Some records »
(begin)

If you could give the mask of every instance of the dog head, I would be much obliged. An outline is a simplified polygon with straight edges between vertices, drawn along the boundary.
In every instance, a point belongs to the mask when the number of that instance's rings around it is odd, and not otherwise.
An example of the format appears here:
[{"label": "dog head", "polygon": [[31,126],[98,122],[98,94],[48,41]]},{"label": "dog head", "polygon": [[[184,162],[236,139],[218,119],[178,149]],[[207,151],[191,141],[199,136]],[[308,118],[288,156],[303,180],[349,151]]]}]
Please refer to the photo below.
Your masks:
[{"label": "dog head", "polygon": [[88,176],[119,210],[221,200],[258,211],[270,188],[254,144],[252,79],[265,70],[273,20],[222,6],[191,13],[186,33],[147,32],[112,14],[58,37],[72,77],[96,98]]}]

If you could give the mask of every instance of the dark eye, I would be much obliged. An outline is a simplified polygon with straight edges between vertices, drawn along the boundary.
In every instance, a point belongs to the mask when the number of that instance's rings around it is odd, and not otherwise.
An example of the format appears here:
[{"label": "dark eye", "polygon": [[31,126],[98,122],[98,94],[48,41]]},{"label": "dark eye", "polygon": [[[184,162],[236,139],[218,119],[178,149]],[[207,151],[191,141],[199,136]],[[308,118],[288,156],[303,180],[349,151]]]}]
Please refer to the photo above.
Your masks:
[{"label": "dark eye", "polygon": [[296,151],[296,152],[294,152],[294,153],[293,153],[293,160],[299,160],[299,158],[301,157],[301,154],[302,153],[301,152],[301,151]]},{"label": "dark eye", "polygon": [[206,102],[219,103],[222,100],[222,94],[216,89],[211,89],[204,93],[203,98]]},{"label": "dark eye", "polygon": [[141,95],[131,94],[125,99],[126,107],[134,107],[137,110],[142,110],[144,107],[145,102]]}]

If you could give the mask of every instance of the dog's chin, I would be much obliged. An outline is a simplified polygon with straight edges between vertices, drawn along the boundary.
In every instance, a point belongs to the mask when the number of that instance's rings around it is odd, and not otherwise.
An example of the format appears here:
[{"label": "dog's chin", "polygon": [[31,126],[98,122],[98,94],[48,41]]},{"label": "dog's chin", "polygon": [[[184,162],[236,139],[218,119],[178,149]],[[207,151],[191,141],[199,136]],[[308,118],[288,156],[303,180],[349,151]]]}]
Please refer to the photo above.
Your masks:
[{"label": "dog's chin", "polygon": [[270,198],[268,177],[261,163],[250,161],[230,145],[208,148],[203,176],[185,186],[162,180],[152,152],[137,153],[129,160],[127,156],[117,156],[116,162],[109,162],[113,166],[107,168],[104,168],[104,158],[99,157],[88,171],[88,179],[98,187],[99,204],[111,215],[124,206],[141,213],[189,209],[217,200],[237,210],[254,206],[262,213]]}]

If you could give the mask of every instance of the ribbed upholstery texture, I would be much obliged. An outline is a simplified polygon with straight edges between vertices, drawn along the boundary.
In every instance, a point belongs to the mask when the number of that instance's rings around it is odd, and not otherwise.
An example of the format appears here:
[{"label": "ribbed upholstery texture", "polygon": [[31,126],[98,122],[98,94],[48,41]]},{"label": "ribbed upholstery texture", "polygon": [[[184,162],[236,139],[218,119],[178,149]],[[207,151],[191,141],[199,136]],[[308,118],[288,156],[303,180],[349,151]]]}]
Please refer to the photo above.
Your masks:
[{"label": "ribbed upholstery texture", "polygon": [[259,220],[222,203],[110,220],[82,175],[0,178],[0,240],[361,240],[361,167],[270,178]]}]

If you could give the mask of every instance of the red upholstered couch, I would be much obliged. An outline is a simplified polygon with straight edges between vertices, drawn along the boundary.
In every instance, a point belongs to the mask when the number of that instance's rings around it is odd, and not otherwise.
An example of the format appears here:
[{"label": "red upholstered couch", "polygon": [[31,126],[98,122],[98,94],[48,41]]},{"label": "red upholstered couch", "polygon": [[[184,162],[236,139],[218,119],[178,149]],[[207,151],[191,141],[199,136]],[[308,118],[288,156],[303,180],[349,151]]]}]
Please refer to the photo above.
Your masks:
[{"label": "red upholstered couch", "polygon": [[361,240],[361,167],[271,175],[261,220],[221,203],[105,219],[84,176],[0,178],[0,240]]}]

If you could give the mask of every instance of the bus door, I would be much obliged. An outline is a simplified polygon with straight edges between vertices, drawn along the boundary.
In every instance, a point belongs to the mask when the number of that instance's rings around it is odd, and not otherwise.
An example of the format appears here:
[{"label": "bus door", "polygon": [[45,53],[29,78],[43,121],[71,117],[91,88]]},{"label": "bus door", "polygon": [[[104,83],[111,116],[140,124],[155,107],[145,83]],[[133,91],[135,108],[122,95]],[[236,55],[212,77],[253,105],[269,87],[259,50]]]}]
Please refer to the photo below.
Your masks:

(end)

WHAT TO DO »
Rewrite the records above, replacing "much obliged" with "grateful" at every occurrence and changing nothing else.

FINISHED TASK »
If you could give the mask of every instance of the dog head, I would be grateful. An outline is a simplified polygon with straight edges between vertices, drawn along the boundary.
In every instance, a point belongs to the mask when the number of that instance's rings around it is odd, and not otherwise.
An example of the format appears here:
[{"label": "dog head", "polygon": [[31,126],[98,122],[98,94],[48,41]]},{"label": "dog head", "polygon": [[[184,162],[236,139],[218,119],[178,149]],[[207,151],[191,141],[199,136]],[[308,118],[288,156],[303,180],[349,151]]]}]
Please refer to the photo below.
Your masks:
[{"label": "dog head", "polygon": [[88,176],[119,210],[221,200],[258,211],[270,188],[254,144],[252,79],[265,70],[273,20],[222,6],[191,13],[186,33],[147,32],[112,14],[58,37],[72,77],[96,98]]}]

If you could give the mask of every instance of the dark eye, I would be grateful. An outline is a simplified polygon with straight edges between vertices, drawn along the boundary.
In every instance, a point belongs to the mask when the number of that instance's rings around it is odd, and not otherwise.
An example of the format appears here:
[{"label": "dark eye", "polygon": [[31,126],[98,122],[98,94],[48,41]]},{"label": "dark eye", "polygon": [[[184,162],[236,139],[218,119],[178,149]],[[207,151],[191,141],[199,136]],[[308,118],[288,156],[303,180],[349,151]]]}]
Please refer to the photo above.
Your masks:
[{"label": "dark eye", "polygon": [[296,151],[296,152],[294,152],[294,153],[293,153],[293,160],[299,160],[299,158],[301,157],[301,154],[302,153],[301,152],[301,151]]},{"label": "dark eye", "polygon": [[206,102],[219,103],[222,100],[222,94],[216,89],[211,89],[204,93],[203,98]]},{"label": "dark eye", "polygon": [[141,95],[131,94],[125,99],[126,107],[134,107],[137,110],[142,110],[144,107],[145,102]]}]

If you could give the mask of every instance of the dog's chin, I would be grateful. An outline is a simplified polygon with straight edges between vertices, drawn along the boundary.
In every instance, a point belongs to the mask when the number of that instance's rings around it is odd, and not otherwise.
An example of the format appears here:
[{"label": "dog's chin", "polygon": [[31,126],[98,122],[98,94],[48,41]]},{"label": "dog's chin", "polygon": [[[184,162],[236,139],[218,119],[178,149]],[[207,151],[191,141],[199,136]],[[308,118],[288,156],[303,180],[349,151]]]}]
Please refer to the photo above.
Your masks:
[{"label": "dog's chin", "polygon": [[270,198],[268,177],[261,163],[250,161],[230,145],[208,148],[203,176],[185,186],[162,180],[152,152],[137,153],[129,160],[127,156],[117,156],[116,162],[109,162],[113,166],[107,168],[104,168],[104,158],[99,157],[88,171],[88,179],[98,187],[99,204],[111,215],[124,206],[141,213],[189,209],[217,200],[237,210],[254,206],[262,213]]}]

If you could give the mask of every instance of the ribbed upholstery texture, I would be grateful. An outline is a simplified polygon with straight edges between vertices, drawn along the boundary.
In every instance, a point belongs to the mask when the number of that instance's rings around it is odd, and not otherwise.
An example of the format appears here:
[{"label": "ribbed upholstery texture", "polygon": [[31,126],[98,122],[98,94],[48,41]]},{"label": "ribbed upholstery texture", "polygon": [[[184,162],[236,139],[218,119],[178,149]],[[207,151],[191,141],[199,136]],[[308,118],[288,156],[303,180],[349,151]]]}]
Please refer to the photo above.
Your masks:
[{"label": "ribbed upholstery texture", "polygon": [[259,220],[222,203],[110,220],[82,175],[0,178],[0,240],[361,240],[361,167],[270,178]]}]

If you could give the mask of every instance of the red upholstered couch, I would be grateful. An outline is a simplified polygon with straight edges between vertices, drawn along the boundary.
In every instance, a point belongs to the mask when the number of that instance's rings around it is odd, and not otherwise.
An example of the format appears here:
[{"label": "red upholstered couch", "polygon": [[31,126],[98,122],[98,94],[48,41]]},{"label": "red upholstered couch", "polygon": [[[184,162],[236,139],[218,119],[178,149]],[[207,151],[191,141],[199,136]],[[308,118],[288,156],[303,180],[349,151]]]}]
Please refer to the photo above.
Your masks:
[{"label": "red upholstered couch", "polygon": [[361,240],[361,167],[271,175],[261,220],[221,203],[105,219],[84,176],[0,178],[0,240]]}]

If you could give the mask of every instance of the bus door, I would be grateful. An outline is a simplified polygon with straight edges between vertices, drawn along the boundary.
In every instance, a point belongs to the mask when the number of that instance's rings around it is odd, and not otherwise.
An example of the format appears here:
[{"label": "bus door", "polygon": [[45,53],[29,78],[43,121],[71,117],[91,88]]},{"label": "bus door", "polygon": [[[104,83],[111,116],[140,124],[155,107],[145,83]],[[133,91],[135,108],[122,95]],[[236,55],[212,77],[253,105],[269,87],[259,50]]]}]
Please refer to the photo below.
Your masks:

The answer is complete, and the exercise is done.